> [記事]:
——————
人生に対する意識・考え方を、“自己承認”や“社会的成功”だけに囚われない現代の若者は、どのように人生を歩み思考を巡らせているのか?
ガイアックスでは、若者達の新しいリアルで等身大の生き方をシリーズでご紹介します。
ミレニアル世代の生き方
21世紀に入り、AIや自動運転の技術は目覚しく進化を遂げました。
テスラモーターズの時価総額は一時8000億ドル(約80兆円)となり、グローバルカンパニーとして自動車業界を牽引してきたトヨタ自動車の時価総額を2021年に追い越す自体に。
テスラモーターズは、2021年8月にヒト型ロボットの開発を発表。将来的には高度なAI技術を採用し、テスラ車を運転できるようになるかもしれないと伝えられたことは記憶に新しいでしょう。
テスラモーターズが出てきた時を同じくして、ブロックチェーン技術(分散型台帳技術)の出現や、シェアリングエコノミーの台頭、インテグラル理論に基づいたティール組織論が注目され、新たな時代の転換を見せました。
この時代に20代30代として生きる世代がミレ二アル世代です。
ミレニアル世代は、1981年以降に生まれ、2000年以降に成人を迎えた世代のことを指します。
きわめて早いスピードで変化するVUCA時代(複雑系社会)を「どう生きるのか?」。
——————
> [レコード一覧]:
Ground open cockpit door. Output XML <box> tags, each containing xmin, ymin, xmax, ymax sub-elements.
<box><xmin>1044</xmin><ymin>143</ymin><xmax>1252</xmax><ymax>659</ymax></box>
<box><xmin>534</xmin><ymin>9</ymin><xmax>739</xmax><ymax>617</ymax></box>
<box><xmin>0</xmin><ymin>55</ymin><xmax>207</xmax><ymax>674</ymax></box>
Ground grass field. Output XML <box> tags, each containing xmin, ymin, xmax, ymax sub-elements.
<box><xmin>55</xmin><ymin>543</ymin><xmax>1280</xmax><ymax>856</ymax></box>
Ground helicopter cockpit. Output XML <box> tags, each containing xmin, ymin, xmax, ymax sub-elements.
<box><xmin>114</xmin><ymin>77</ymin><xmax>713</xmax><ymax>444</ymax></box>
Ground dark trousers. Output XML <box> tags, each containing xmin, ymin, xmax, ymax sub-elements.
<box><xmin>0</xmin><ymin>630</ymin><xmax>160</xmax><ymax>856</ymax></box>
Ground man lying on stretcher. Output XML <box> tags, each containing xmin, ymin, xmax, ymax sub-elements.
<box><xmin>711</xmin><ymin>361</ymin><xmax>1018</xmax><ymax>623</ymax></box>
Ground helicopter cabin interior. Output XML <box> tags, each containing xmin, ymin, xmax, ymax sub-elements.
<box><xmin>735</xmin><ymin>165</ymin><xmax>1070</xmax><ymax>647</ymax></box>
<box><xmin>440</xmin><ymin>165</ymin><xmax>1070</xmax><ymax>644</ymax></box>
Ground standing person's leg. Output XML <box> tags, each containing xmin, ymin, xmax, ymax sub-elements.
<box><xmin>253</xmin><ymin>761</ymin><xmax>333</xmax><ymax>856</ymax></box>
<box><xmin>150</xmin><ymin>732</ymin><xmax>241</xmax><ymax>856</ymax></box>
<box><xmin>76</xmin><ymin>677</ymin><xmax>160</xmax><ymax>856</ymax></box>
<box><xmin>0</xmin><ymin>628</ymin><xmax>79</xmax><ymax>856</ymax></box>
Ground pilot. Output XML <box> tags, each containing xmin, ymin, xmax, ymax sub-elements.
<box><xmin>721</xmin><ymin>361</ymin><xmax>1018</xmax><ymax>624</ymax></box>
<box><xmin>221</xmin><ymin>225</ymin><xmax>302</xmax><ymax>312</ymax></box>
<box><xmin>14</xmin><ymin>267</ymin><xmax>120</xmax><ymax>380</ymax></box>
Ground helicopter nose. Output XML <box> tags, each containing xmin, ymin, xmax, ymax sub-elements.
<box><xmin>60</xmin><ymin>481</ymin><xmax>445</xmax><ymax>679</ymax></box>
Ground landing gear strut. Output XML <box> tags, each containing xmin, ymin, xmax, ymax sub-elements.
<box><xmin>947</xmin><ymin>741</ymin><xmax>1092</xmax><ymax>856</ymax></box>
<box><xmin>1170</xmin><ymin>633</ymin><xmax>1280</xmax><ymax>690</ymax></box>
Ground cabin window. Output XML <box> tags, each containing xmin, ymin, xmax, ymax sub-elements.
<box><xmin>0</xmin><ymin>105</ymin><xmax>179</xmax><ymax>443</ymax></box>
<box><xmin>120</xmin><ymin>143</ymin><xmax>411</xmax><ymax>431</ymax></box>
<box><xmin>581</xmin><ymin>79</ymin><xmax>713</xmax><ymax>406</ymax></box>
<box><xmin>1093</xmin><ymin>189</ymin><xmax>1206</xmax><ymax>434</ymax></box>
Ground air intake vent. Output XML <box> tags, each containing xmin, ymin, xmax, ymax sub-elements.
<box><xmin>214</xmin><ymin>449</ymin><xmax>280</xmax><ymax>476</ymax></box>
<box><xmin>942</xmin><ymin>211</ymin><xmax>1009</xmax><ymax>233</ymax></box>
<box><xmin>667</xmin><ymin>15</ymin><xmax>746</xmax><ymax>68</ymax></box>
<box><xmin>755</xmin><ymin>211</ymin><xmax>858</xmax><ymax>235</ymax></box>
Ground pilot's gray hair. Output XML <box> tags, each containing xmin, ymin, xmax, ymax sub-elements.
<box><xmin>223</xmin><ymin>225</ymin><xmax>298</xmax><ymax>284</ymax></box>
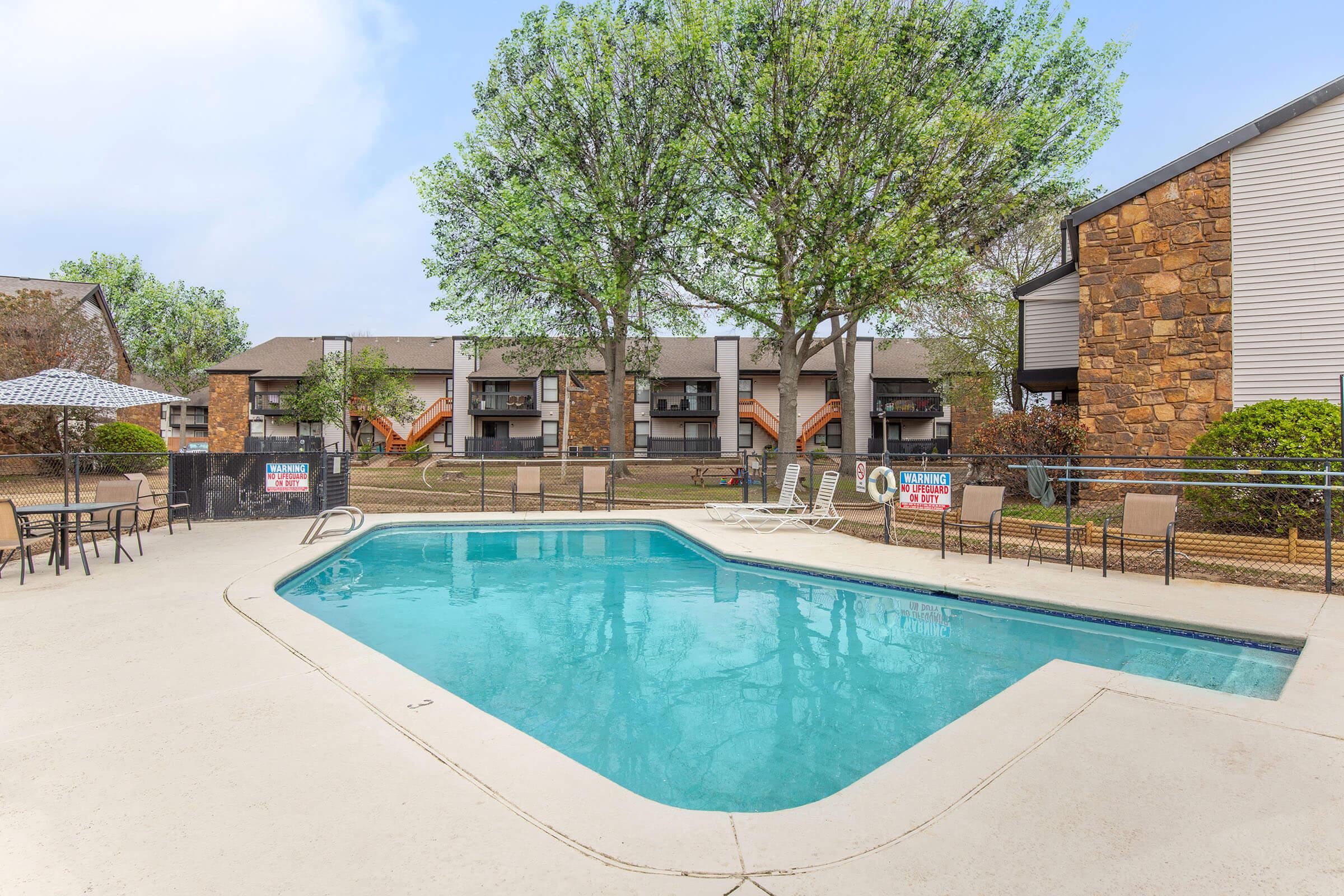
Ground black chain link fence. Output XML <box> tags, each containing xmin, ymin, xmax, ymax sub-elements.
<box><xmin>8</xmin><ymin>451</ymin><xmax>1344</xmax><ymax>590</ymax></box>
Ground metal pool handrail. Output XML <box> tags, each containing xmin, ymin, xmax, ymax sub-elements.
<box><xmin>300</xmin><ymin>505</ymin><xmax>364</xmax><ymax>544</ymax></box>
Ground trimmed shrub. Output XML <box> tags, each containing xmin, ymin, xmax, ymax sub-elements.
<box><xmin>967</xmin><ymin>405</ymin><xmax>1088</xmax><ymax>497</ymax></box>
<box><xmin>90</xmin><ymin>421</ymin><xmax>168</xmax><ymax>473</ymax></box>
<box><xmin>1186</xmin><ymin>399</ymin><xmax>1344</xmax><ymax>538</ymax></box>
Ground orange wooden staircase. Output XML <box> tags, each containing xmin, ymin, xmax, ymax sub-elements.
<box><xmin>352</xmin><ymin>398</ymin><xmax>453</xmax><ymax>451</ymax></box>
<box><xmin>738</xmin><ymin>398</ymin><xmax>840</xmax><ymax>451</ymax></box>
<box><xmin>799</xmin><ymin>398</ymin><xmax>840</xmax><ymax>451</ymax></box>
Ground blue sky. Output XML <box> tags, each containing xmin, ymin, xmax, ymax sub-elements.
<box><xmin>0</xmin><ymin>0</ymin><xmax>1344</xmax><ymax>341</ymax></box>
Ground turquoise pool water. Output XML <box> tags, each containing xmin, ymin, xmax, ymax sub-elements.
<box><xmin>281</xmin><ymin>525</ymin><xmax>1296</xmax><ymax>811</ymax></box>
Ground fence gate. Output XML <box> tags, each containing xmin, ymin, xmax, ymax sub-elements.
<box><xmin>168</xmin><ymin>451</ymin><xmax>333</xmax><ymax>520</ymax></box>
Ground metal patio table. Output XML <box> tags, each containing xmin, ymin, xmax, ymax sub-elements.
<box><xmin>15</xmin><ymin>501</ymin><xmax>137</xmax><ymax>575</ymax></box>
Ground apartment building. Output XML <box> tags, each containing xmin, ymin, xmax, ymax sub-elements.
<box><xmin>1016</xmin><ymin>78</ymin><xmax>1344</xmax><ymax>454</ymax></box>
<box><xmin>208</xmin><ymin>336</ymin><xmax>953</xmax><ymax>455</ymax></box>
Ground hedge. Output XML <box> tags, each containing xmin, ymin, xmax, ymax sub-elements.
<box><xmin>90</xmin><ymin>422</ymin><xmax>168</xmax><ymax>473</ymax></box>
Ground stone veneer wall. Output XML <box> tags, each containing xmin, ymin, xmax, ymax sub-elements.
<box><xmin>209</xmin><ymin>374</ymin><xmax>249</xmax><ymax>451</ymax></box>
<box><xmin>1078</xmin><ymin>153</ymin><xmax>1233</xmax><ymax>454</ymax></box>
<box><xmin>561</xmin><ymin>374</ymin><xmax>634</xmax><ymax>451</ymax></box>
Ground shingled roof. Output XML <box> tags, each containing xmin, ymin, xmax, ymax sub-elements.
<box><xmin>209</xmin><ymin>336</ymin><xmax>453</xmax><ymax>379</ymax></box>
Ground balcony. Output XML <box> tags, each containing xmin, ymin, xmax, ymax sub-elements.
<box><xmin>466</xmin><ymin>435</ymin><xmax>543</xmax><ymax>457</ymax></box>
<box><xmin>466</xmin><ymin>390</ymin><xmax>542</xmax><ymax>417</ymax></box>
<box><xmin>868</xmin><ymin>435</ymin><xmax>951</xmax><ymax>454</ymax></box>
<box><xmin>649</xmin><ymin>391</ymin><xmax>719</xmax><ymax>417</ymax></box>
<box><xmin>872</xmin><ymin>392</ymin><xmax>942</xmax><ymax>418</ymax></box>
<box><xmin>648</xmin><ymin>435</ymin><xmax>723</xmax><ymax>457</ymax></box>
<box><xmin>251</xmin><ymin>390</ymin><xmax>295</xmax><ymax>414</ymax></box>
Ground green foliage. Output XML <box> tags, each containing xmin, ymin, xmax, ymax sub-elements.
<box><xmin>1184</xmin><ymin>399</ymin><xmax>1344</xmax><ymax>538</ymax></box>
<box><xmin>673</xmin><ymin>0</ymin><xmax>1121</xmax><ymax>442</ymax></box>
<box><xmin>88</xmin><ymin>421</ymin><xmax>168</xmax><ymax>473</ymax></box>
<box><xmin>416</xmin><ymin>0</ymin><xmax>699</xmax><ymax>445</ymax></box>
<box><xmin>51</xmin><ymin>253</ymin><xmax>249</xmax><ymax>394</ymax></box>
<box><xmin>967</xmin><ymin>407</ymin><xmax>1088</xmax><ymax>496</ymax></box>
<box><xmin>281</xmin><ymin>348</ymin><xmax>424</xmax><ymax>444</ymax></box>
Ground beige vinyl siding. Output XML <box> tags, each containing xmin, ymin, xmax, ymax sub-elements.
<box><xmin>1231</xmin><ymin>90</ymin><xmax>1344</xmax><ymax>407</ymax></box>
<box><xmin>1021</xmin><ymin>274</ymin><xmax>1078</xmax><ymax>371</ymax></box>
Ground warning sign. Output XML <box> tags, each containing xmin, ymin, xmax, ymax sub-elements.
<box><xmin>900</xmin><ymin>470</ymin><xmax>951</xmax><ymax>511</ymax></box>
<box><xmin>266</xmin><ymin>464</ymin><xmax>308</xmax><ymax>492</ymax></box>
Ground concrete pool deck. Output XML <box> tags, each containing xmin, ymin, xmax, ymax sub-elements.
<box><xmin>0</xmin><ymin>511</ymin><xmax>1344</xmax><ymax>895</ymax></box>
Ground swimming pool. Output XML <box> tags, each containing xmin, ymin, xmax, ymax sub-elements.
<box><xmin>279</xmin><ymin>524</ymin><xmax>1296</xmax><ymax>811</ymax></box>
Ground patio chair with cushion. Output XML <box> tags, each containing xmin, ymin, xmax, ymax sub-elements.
——————
記事の「ミレニアル世代の生き方」から「ことは記憶に新しいでしょう。」までの部分を、「テスラモーターズ」を「テスラ社」に置き換えて書き直してもらえますか? 記事に書かれている内容だけを根拠にしてください。

> [結果]:
ミレニアル世代の生き方
21世紀に入り、AIや自動運転の技術は目覚しく進化を遂げました。
テスラ社の時価総額は一時8000億ドル(約80兆円)となり、グローバルカンパニーとして自動車業界を牽引してきたトヨタ自動車の時価総額を2021年に追い越す自体に。
テスラ社は、2021年8月にヒト型ロボットの開発を発表。将来的には高度なAI技術を採用し、テスラ車を運転できるようになるかもしれないと伝えられたことは記憶に新しいでしょう。